» QUOTED PASSAGE
━━━━━━━━━━━━━━━━

Now Mr. de la Rosa says it's time for the Yankees to start packing.``The canal already has 80 percent Panamanian labor,'' he says. ``We have enough skills and experience to take over full control by 1990.''
But saying adios to any foreign power - especially the US - has proven difficult for Panama.
This sinuous land mass, stretching 400 miles east and west like a recumbent Incan god, has been used as a path to riches ever since conquistadors plundered Indian treasures here nearly 500 years ago. The US showed little interest in Panama until 1848, when the California Gold Rush lured thousands of adventurers across the slender isthmus. The continent's first coast-to-coast railroad began seven years later, giving Panama a bustling international commerce unique in Latin America.
The red, white, and blue flag dominated Panama's horizon even more after the canal's completion in 1914, when it became a strategic interest both as a passage for US warships and as a potential military target.

━━━━━━━━━━━━━━━━

» CHALLENGE A
Write out the lines of the listing without changes, starting at its first line and ending with the line that contains "[[[73,103],[73,125],[92,126],[91,118],[91,105],[88,104]]]". Omit the pictures from your copy.

[Stored items from a collection]
━━━━━━━━━━━━━━━━

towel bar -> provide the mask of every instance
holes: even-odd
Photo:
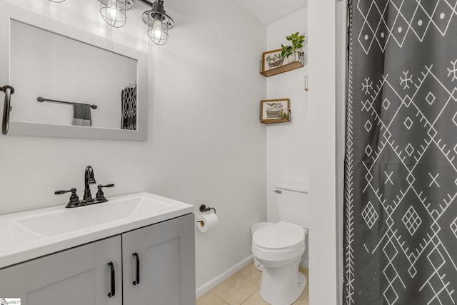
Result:
[[[39,102],[43,102],[43,101],[52,101],[53,103],[61,103],[61,104],[69,104],[71,105],[73,105],[74,103],[72,103],[71,101],[57,101],[56,99],[45,99],[44,97],[41,96],[38,96],[36,98],[36,100]],[[93,109],[97,109],[97,105],[90,105],[91,108]]]
[[[0,87],[0,91],[5,93],[5,101],[3,105],[3,121],[1,122],[1,133],[3,134],[8,134],[9,129],[9,112],[11,111],[11,94],[14,94],[14,88],[11,86],[6,85]]]

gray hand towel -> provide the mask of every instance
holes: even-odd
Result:
[[[73,103],[73,125],[92,126],[91,118],[91,105],[88,104]]]

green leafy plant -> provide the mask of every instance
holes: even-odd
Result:
[[[284,46],[281,44],[283,50],[281,52],[281,57],[286,57],[291,55],[296,50],[300,50],[303,47],[303,43],[305,41],[304,35],[299,35],[299,32],[294,33],[291,36],[288,36],[286,39],[292,43],[292,45]]]

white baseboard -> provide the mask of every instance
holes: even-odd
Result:
[[[197,288],[195,291],[195,294],[197,299],[203,296],[204,294],[205,294],[206,292],[211,290],[213,288],[216,287],[219,284],[222,283],[226,279],[228,279],[230,276],[235,274],[236,272],[241,270],[243,268],[248,266],[249,264],[252,263],[253,259],[251,254],[249,256],[244,259],[243,260],[242,260],[241,261],[240,261],[239,263],[228,268],[228,269],[222,272],[221,274],[216,276],[214,279],[211,279],[211,281],[204,284],[200,287]]]

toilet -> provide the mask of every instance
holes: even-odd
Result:
[[[252,253],[263,269],[260,296],[271,305],[290,305],[298,299],[306,279],[298,271],[308,234],[308,186],[276,184],[279,221],[262,225],[252,236]]]

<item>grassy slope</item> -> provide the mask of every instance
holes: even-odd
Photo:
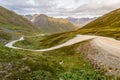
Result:
[[[105,14],[76,32],[120,38],[120,9]]]
[[[29,52],[0,47],[0,79],[6,80],[110,80],[83,58],[81,44],[49,52]],[[59,64],[63,62],[63,64]],[[6,73],[4,73],[6,72]],[[112,79],[112,78],[111,78]]]
[[[37,33],[30,21],[0,6],[0,40],[15,39],[18,35]]]

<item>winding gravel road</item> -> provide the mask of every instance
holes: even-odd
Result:
[[[110,53],[112,55],[115,55],[117,57],[120,57],[120,41],[115,40],[113,38],[108,38],[108,37],[100,37],[100,36],[90,36],[90,35],[77,35],[73,39],[68,40],[67,42],[47,48],[47,49],[40,49],[40,50],[31,50],[31,49],[24,49],[24,48],[19,48],[19,47],[14,47],[13,44],[24,40],[24,37],[21,37],[18,40],[11,41],[7,43],[5,46],[13,49],[23,49],[23,50],[30,50],[30,51],[36,51],[36,52],[41,52],[41,51],[50,51],[50,50],[55,50],[64,46],[69,46],[73,45],[75,43],[79,43],[82,41],[86,41],[92,39],[92,44],[98,48],[98,50],[101,48],[102,51],[105,53]]]

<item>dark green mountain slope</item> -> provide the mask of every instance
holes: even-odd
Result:
[[[36,26],[38,26],[43,32],[47,33],[60,33],[60,32],[68,32],[73,31],[77,27],[63,18],[52,18],[48,17],[44,14],[26,16],[29,20],[31,20]]]
[[[120,38],[120,8],[85,25],[77,33]]]
[[[0,41],[15,39],[17,36],[33,34],[39,30],[26,18],[0,6]]]

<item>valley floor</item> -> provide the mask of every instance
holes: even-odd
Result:
[[[51,48],[47,48],[47,49],[40,49],[40,50],[24,49],[24,48],[13,46],[14,43],[22,40],[24,40],[24,37],[21,37],[20,39],[15,41],[11,41],[5,46],[13,49],[43,52],[43,51],[59,49],[61,47],[70,46],[79,42],[90,40],[91,47],[97,50],[97,55],[92,55],[92,57],[89,57],[89,58],[91,58],[92,60],[96,60],[97,63],[102,65],[101,66],[102,68],[104,66],[105,67],[107,66],[109,68],[108,71],[112,72],[112,74],[120,73],[120,68],[119,68],[120,65],[118,64],[120,62],[120,41],[115,40],[113,38],[102,37],[102,36],[91,36],[91,35],[77,35],[73,39],[70,39],[63,44],[60,44]]]

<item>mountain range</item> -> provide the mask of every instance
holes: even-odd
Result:
[[[69,20],[71,23],[80,25],[82,27],[82,26],[88,24],[89,22],[95,20],[96,18],[97,17],[93,17],[93,18],[73,18],[73,17],[68,17],[66,19]]]

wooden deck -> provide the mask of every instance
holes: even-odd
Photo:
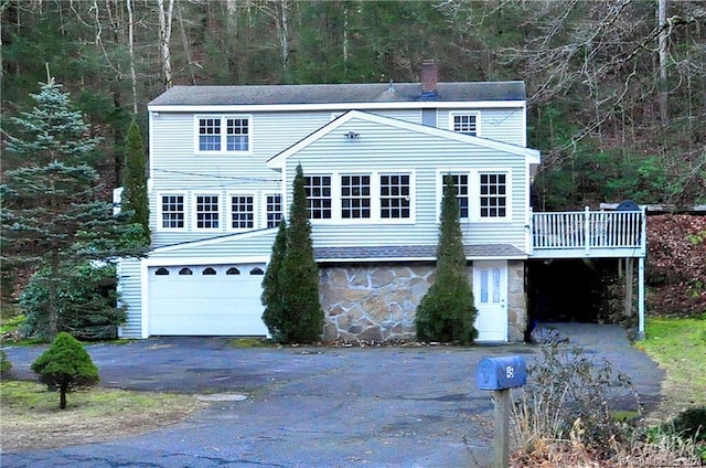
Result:
[[[644,257],[645,211],[532,213],[530,258]]]

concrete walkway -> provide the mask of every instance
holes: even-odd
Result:
[[[654,401],[662,374],[620,328],[603,327],[565,330],[638,376]],[[225,339],[173,338],[87,349],[104,386],[248,397],[138,437],[6,453],[2,467],[486,467],[493,405],[475,389],[477,364],[532,360],[538,347],[233,349]],[[42,349],[6,351],[15,375],[32,379]]]

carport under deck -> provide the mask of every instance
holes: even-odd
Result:
[[[646,213],[585,211],[532,213],[531,259],[625,258],[625,304],[632,305],[633,262],[638,259],[638,337],[644,337]]]

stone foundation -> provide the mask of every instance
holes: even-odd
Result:
[[[434,263],[322,267],[324,338],[351,343],[414,340],[417,306],[435,270]],[[469,266],[469,281],[472,272]],[[509,341],[523,341],[527,322],[523,262],[509,262],[507,286]]]

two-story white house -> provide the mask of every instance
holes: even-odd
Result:
[[[261,280],[301,164],[324,338],[413,339],[443,178],[479,341],[522,341],[533,255],[522,82],[175,86],[149,106],[152,246],[119,268],[125,338],[265,336]],[[556,233],[554,233],[556,234]]]

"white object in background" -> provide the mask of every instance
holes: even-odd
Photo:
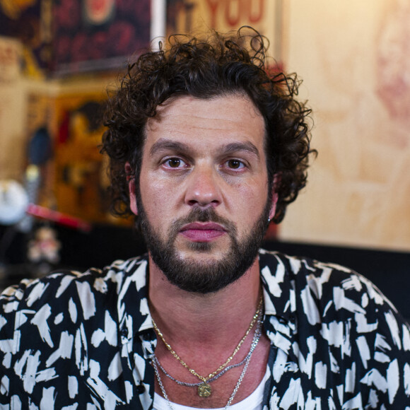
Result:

━━━━━━━━━━━━━━━━

» CHALLENGE B
According to the passage about Panama, in what year was the canal completed?

» CORRECT OUTPUT A
towel bar -> provide the mask of every instance
holes: even-odd
Photo:
Result:
[[[39,102],[43,102],[43,101],[52,101],[53,103],[61,103],[61,104],[69,104],[71,105],[73,105],[74,103],[72,103],[71,101],[57,101],[56,99],[45,99],[44,97],[41,96],[38,96],[36,98],[36,100]],[[93,109],[97,109],[97,105],[90,105],[91,108]]]
[[[0,87],[0,91],[5,93],[5,101],[3,105],[3,121],[1,122],[1,133],[3,134],[8,134],[9,129],[9,112],[11,111],[11,94],[14,94],[14,88],[11,86],[6,85]]]

gray hand towel -> provide the mask of every instance
holes: even-odd
Result:
[[[73,103],[73,125],[92,126],[91,118],[91,105],[88,104]]]

» CORRECT OUTPUT B
1914